Requirement: The full set of entries is to be returned word for word.

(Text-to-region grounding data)
• • • •

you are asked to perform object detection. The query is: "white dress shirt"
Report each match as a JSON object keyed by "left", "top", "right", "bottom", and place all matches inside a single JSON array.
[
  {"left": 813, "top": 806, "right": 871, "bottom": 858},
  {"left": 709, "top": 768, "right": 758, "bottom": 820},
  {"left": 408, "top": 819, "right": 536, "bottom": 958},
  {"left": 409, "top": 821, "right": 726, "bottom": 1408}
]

• • • •

Solution for this task:
you are asked to perform object detection. The query is: "white dress shirt"
Report each match as a JSON object keyed by "left", "top", "right", "bottom", and place all matches inside a single JSON array.
[
  {"left": 813, "top": 806, "right": 871, "bottom": 858},
  {"left": 709, "top": 768, "right": 758, "bottom": 820},
  {"left": 408, "top": 819, "right": 536, "bottom": 958},
  {"left": 409, "top": 821, "right": 726, "bottom": 1408}
]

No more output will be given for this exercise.